**WORK ITEM**: Of the entries below, restate word for word only the section that runs from the line with "Target: white van" to the line with "Where can you find the asphalt", counting both ends.

****

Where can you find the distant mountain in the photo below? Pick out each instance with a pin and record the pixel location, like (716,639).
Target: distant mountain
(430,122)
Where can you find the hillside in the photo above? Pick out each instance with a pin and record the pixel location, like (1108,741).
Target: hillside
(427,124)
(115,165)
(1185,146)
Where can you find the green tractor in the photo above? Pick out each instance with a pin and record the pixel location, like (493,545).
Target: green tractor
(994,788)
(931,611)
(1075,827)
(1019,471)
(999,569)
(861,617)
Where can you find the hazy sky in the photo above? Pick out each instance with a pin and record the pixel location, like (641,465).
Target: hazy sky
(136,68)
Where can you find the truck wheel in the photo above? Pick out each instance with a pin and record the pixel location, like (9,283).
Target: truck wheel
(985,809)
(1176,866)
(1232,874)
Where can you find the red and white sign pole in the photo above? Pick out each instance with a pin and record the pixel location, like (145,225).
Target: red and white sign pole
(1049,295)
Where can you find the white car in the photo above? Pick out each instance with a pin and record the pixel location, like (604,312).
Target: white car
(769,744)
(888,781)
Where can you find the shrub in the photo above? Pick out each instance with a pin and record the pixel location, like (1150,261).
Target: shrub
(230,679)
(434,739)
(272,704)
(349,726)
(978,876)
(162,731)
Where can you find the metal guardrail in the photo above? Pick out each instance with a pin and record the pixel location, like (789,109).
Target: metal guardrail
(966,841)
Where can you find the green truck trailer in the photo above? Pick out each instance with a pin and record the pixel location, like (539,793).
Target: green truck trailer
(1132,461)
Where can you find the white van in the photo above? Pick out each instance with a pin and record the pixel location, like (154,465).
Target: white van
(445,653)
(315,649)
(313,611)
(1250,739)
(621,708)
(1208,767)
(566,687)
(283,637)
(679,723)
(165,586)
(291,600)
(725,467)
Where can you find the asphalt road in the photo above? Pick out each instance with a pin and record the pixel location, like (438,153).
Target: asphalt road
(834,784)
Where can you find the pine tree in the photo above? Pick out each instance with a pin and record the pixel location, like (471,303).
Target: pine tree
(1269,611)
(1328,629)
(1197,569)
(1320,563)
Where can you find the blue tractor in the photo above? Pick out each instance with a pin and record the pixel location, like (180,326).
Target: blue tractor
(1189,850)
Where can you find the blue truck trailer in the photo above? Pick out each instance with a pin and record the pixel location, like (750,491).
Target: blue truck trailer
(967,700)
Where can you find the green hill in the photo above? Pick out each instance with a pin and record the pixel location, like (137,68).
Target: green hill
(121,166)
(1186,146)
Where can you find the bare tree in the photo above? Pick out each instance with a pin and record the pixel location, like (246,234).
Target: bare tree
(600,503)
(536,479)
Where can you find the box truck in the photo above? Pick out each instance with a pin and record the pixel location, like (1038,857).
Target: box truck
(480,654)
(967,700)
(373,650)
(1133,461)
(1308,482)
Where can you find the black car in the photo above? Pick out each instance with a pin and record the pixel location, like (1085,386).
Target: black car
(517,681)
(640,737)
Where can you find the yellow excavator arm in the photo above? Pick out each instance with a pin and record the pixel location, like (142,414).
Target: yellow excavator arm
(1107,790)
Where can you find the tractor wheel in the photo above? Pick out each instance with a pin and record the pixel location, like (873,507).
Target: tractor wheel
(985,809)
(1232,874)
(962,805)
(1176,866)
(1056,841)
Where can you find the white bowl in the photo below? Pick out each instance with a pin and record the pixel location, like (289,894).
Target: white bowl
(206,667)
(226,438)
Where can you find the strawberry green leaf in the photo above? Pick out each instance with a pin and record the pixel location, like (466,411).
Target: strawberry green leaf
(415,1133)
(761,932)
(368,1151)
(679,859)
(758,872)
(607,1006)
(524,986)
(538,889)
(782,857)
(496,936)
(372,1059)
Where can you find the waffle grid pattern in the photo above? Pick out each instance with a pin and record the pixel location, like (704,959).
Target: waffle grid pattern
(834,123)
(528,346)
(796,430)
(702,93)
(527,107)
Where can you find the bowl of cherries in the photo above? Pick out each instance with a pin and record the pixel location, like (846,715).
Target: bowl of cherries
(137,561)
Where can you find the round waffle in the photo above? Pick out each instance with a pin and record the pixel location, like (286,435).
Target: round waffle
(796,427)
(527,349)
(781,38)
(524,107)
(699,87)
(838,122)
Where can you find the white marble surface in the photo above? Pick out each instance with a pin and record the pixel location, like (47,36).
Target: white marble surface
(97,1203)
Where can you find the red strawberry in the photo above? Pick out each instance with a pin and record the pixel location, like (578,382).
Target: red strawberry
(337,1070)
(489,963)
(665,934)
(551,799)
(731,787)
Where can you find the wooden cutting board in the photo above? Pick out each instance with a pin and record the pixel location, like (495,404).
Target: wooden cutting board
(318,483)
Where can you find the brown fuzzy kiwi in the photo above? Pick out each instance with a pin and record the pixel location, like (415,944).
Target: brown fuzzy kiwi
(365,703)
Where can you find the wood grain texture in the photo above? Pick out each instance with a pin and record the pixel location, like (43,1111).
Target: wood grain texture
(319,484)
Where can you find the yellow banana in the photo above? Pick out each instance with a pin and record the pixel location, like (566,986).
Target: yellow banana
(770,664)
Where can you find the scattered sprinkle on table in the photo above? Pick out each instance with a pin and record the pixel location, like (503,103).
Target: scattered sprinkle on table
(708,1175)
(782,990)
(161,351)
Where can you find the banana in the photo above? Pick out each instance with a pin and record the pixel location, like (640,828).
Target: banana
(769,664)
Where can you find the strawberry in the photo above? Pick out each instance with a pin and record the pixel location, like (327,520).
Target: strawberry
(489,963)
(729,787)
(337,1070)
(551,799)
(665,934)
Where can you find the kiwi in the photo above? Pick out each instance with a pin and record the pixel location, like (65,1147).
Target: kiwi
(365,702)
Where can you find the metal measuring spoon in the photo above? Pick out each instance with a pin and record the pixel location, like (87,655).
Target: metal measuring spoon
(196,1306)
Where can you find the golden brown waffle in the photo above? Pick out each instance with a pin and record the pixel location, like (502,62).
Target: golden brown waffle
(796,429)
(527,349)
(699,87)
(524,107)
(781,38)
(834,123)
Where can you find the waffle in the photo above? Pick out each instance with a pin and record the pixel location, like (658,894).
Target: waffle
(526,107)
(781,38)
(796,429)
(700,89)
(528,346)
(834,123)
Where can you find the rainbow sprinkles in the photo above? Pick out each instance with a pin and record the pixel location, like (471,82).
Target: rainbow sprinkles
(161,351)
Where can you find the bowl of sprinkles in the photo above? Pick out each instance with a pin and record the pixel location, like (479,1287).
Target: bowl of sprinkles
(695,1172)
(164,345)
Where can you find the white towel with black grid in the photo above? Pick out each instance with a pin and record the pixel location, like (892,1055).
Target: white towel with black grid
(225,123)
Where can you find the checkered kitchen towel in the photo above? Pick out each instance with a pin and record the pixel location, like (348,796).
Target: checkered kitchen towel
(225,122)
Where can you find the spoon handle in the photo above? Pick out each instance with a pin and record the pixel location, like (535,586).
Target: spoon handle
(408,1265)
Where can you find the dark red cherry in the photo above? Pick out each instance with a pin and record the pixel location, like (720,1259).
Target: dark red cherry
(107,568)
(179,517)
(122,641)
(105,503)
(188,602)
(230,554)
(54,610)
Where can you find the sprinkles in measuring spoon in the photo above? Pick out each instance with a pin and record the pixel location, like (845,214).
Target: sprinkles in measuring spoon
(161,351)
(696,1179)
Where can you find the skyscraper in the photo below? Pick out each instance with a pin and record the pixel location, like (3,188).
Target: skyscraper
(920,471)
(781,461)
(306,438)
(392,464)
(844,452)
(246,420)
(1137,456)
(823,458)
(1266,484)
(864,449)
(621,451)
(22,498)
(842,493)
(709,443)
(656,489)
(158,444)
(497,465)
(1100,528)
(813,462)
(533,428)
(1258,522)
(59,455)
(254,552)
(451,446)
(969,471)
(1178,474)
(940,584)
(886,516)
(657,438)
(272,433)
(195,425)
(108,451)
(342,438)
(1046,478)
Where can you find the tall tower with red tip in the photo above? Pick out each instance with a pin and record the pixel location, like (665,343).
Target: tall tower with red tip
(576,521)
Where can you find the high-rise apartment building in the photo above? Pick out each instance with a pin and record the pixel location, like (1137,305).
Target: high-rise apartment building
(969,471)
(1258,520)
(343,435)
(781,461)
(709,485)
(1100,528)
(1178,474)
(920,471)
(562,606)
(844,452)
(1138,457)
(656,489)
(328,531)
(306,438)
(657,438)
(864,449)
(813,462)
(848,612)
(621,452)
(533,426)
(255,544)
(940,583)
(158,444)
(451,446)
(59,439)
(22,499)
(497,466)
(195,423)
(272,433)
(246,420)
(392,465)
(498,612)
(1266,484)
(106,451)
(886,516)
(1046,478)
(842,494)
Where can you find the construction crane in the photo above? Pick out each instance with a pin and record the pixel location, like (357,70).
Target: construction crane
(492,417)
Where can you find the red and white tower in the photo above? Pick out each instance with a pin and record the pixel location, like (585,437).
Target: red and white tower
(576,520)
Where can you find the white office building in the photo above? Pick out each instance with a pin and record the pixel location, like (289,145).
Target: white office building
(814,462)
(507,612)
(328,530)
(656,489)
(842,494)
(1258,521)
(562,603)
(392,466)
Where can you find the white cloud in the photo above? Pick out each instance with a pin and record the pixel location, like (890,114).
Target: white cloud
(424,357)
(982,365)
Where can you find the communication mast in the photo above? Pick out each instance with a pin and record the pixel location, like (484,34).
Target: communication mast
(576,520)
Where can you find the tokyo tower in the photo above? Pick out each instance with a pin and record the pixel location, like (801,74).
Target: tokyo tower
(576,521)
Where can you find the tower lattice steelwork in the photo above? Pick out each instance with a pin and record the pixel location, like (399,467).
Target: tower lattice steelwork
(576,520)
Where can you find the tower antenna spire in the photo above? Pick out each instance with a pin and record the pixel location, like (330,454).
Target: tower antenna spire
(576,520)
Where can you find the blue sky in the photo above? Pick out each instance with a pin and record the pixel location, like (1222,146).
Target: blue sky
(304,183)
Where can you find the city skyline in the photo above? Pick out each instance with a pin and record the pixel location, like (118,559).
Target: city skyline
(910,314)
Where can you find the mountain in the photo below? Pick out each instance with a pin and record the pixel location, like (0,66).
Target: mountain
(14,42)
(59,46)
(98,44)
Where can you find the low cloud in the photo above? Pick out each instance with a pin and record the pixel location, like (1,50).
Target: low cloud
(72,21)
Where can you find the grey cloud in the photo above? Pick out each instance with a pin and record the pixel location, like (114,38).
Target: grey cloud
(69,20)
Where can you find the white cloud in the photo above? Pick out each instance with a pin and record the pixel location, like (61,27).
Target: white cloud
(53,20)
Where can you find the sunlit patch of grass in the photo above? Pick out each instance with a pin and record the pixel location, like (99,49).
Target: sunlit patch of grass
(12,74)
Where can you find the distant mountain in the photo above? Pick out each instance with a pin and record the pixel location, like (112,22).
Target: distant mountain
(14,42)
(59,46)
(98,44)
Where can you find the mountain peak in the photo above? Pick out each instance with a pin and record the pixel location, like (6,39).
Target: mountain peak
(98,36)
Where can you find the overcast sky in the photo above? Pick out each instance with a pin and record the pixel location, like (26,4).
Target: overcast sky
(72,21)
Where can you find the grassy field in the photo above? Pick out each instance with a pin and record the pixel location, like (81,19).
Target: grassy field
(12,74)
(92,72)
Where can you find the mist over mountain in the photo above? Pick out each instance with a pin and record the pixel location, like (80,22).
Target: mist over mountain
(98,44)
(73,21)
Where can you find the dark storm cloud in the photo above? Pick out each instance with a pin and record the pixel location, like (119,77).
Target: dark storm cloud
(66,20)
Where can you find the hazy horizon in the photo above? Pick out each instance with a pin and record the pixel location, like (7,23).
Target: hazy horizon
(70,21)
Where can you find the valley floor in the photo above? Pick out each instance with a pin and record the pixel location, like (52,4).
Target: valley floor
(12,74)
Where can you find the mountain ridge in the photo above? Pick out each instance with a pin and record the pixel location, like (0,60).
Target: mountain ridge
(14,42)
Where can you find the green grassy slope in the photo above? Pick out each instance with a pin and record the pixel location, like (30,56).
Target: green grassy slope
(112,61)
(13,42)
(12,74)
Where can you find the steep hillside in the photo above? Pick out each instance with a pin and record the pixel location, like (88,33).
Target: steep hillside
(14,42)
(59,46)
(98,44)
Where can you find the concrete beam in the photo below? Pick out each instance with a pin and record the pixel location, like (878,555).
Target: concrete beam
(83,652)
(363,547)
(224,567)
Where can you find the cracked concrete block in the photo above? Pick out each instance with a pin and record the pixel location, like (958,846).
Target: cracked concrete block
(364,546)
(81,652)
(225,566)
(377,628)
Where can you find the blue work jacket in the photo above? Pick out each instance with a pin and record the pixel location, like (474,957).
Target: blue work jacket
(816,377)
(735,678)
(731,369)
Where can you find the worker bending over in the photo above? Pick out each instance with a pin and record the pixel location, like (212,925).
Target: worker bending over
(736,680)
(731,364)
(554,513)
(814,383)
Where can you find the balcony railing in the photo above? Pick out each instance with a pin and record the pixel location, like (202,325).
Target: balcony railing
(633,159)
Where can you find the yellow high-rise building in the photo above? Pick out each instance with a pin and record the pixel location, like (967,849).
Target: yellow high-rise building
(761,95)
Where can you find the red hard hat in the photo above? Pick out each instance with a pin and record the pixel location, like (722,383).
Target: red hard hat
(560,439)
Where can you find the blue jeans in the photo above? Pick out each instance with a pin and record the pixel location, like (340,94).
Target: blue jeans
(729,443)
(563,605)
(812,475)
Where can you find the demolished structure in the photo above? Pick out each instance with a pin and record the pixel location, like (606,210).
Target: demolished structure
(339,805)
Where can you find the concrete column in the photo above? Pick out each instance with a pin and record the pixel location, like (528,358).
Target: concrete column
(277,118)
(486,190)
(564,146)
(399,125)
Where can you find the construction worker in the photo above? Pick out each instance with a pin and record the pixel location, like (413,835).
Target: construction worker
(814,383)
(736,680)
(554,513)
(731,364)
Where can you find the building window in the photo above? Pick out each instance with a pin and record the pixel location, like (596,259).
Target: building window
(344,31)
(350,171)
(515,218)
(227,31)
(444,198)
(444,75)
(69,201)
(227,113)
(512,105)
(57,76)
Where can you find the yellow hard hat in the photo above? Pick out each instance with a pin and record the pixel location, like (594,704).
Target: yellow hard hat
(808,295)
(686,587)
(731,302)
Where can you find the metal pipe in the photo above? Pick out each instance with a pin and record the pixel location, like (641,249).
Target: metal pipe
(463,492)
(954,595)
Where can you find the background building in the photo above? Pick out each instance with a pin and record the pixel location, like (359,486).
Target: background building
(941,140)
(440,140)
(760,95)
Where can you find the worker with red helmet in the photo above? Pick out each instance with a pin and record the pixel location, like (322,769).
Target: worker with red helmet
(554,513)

****

**SOLVED PROBLEM**:
Target: white van
(445,653)
(315,649)
(313,611)
(1250,739)
(621,708)
(1208,767)
(566,687)
(283,637)
(679,723)
(165,586)
(291,600)
(725,467)
Where can you find the asphalt road in the photo above? Pick out each instance with a pin and record the pixel location, like (438,153).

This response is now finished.